Referring expression data:
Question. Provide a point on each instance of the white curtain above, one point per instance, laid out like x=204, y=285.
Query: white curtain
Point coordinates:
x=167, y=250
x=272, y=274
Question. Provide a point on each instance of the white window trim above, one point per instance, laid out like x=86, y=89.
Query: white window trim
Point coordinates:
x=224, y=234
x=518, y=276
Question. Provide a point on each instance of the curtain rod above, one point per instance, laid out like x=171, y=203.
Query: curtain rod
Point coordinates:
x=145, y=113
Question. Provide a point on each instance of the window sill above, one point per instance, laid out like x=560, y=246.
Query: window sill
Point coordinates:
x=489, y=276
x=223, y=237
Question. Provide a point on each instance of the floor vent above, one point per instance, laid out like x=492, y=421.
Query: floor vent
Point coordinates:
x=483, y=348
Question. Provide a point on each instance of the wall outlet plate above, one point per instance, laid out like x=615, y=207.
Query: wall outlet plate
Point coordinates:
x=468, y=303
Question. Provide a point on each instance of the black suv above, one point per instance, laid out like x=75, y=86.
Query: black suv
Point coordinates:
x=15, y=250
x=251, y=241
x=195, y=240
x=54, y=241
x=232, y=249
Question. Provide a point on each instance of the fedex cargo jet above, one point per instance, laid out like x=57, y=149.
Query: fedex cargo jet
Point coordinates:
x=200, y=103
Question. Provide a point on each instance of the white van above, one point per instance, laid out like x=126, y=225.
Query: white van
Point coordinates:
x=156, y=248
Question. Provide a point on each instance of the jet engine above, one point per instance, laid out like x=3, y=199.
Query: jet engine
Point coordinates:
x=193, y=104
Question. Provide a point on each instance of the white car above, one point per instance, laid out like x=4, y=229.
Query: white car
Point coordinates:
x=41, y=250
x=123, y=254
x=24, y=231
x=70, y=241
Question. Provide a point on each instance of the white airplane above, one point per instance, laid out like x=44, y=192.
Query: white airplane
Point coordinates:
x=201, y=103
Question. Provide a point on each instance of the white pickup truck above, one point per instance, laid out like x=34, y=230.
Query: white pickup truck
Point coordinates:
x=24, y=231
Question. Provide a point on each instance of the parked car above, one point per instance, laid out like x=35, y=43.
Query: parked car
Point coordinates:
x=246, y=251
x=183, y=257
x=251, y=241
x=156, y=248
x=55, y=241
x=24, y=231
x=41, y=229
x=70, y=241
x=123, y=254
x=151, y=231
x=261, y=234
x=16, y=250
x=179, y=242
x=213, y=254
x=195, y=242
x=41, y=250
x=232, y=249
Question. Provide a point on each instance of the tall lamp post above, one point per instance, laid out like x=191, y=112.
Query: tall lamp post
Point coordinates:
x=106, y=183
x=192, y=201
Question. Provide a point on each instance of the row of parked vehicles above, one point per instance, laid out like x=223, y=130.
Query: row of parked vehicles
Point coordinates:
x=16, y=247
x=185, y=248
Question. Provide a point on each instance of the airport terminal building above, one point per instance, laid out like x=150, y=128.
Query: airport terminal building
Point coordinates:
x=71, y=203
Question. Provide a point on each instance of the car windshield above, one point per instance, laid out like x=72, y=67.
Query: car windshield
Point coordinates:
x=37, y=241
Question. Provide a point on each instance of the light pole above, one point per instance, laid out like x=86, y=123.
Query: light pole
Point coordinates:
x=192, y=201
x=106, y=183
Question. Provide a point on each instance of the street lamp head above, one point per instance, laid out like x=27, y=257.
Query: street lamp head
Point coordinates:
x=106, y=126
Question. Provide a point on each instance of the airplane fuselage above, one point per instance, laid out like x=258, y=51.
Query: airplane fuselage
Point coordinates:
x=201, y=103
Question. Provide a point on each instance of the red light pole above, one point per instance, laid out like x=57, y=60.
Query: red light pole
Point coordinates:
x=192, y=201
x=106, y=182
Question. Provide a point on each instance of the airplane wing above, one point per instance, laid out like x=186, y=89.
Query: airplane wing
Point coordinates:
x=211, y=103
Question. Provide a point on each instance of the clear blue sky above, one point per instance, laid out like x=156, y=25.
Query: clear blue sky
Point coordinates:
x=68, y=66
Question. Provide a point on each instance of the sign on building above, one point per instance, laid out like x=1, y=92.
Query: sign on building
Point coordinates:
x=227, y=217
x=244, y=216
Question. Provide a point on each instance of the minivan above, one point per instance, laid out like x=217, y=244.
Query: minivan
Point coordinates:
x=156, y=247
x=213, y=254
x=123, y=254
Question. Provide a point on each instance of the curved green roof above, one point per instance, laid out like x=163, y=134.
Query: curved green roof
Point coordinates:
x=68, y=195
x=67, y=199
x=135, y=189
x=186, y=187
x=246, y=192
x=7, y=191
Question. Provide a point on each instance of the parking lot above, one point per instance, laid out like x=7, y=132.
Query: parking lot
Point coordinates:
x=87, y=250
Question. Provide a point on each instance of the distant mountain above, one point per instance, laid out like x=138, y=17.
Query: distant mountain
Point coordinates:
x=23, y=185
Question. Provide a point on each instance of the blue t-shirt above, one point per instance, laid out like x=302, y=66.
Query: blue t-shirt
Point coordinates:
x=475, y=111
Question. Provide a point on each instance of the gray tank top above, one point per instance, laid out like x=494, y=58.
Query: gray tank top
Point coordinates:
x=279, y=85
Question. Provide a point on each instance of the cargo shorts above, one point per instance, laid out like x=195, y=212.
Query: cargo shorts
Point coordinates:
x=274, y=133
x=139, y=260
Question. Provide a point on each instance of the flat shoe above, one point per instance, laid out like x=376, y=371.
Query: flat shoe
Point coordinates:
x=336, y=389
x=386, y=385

> Activity
Line by line, copy the entries above exactly as they appear.

> Exercise answer
Question. Provide a point on each instance of the white curtain above, one point per instance, laid out like x=204, y=285.
Query: white curtain
Point coordinates:
x=167, y=250
x=272, y=274
Question. Provide a point on each instance of the white window trim above, one point per instance, laid out like x=86, y=89.
Query: white window trim
Point coordinates:
x=224, y=234
x=518, y=276
Question. Provide a point on each instance of the curtain rod above, one point per instance, laid out like x=171, y=203.
Query: curtain rod
Point coordinates:
x=145, y=113
Question. Provide a point on each instance of the window sill above, one point per instance, laid out like x=560, y=246.
Query: window sill
Point coordinates:
x=489, y=276
x=223, y=237
Question. Provide a point on each instance of the floor vent above, one point per instance, laid out like x=492, y=421.
Query: floor vent
Point coordinates:
x=483, y=348
Question. Provide a point on each instance of the wall outlet plate above, one point per instance, laid out like x=615, y=207.
Query: wall outlet plate
Point coordinates:
x=468, y=303
Question. Provide a point on each instance of the black suv above, one point per instance, laid out like x=75, y=86.
Query: black suv
Point coordinates:
x=15, y=250
x=251, y=241
x=195, y=240
x=54, y=241
x=232, y=249
Question. Provide a point on each instance of the fedex cargo jet above, one point per instance, laid out like x=57, y=149.
Query: fedex cargo jet
Point coordinates:
x=200, y=103
Question. Provide a point on each instance of the white van above, one point per instance, laid out like x=126, y=225.
Query: white van
Point coordinates:
x=156, y=248
Question. Provide a point on each instance of the jet engine above, one point per instance, laid out like x=3, y=199.
Query: jet engine
Point coordinates:
x=193, y=104
Question. Provide a point on each instance of the white car above, one point per instance, laid out like x=4, y=229.
Query: white car
Point coordinates:
x=41, y=250
x=123, y=254
x=24, y=231
x=70, y=241
Question. Provide a point on each instance of the white airplane above, one point per instance, laid out like x=44, y=192.
Query: white airplane
Point coordinates:
x=201, y=103
Question. Provide a point on each instance of the white pickup truck above, one point per instance, laid out like x=34, y=230.
Query: white pickup truck
Point coordinates:
x=24, y=231
Question. Provide a point on each instance of the parked car above, one point per instance, laid out like x=35, y=43.
Query: parked car
Point coordinates:
x=246, y=251
x=183, y=257
x=251, y=241
x=156, y=248
x=55, y=241
x=24, y=231
x=41, y=229
x=70, y=241
x=123, y=254
x=151, y=231
x=261, y=234
x=16, y=250
x=179, y=242
x=213, y=254
x=195, y=242
x=41, y=250
x=232, y=249
Question. Provide a point on each instance of the tall lamp post above, one point per instance, laid out like x=191, y=112.
Query: tall lamp post
Point coordinates:
x=106, y=183
x=192, y=201
Question. Provide a point on each instance of the row of parked vehicles above, one point per instance, laid out like x=223, y=130.
Query: row of parked vehicles
Point coordinates:
x=16, y=247
x=185, y=248
Question. Provide a point on each instance of the airport terminal building above, one point per instance, laid out like x=150, y=128.
Query: airport terminal building
Point coordinates:
x=71, y=203
Question. Provide a point on each instance of the car windshield above, one point per instance, laid out like x=72, y=67.
Query: car windshield
Point coordinates:
x=37, y=241
Question. Provide a point on each instance of the light pole above, one point per instance, laid out like x=86, y=123.
Query: light pole
Point coordinates:
x=192, y=201
x=106, y=183
Question. Provide a point on each instance of the street lamp head above, one point per instance, laid out like x=27, y=257.
Query: street lamp head
Point coordinates:
x=106, y=126
Question. Provide a point on each instance of the airplane fuselage above, one point per instance, laid out like x=258, y=51.
Query: airplane fuselage
Point coordinates:
x=201, y=103
Question. Provide a point on each instance of the red light pole above, one point per instance, laid out like x=57, y=60.
Query: red light pole
Point coordinates:
x=192, y=201
x=106, y=182
Question. Provide a point on each instance of the airplane wing above, one point per instance, laid out like x=186, y=89.
Query: airplane wing
Point coordinates:
x=211, y=103
Question. Provide a point on each instance of the clear blue sky above, one point per instance, laid out like x=156, y=25.
Query: clear blue sky
Point coordinates:
x=68, y=66
Question. Provide a point on each instance of the sign on building above, one point per instance, laid out like x=1, y=92.
Query: sign on building
Point coordinates:
x=227, y=217
x=244, y=216
Question. Provide a point on each instance of the minivan above, one point per instance, laid out like x=217, y=244.
Query: minivan
Point coordinates:
x=156, y=247
x=213, y=254
x=123, y=254
Question. Provide a point on each instance of the curved green roof above, one point per instance, laid out like x=163, y=134.
Query: curved green roof
Point coordinates:
x=68, y=195
x=67, y=199
x=135, y=189
x=186, y=187
x=246, y=192
x=7, y=191
Question. Provide a point on each instance of the parking lot above, one point per instance, laid out like x=7, y=132.
Query: parking lot
Point coordinates:
x=87, y=250
Question. Provide a point on each instance of the distant mountain above, one point per instance, laid out like x=138, y=17.
Query: distant mountain
Point coordinates:
x=23, y=185
Question. Provide a point on each instance of the blue t-shirt above, one point per instance, laid out like x=302, y=66.
Query: blue t-shirt
Point coordinates:
x=475, y=111
Question. Provide a point on each instance of the gray tank top above, one point per instance, laid out like x=494, y=58.
Query: gray tank top
Point coordinates:
x=279, y=85
Question. Provide a point on each instance of the cargo shorts above, one point per instance, laid out like x=195, y=212.
Query: cargo shorts
Point coordinates:
x=274, y=133
x=139, y=260
Question. Provide a point on each instance of the flat shoe above, one point per instance, laid out like x=376, y=371.
Query: flat shoe
Point coordinates:
x=336, y=389
x=386, y=385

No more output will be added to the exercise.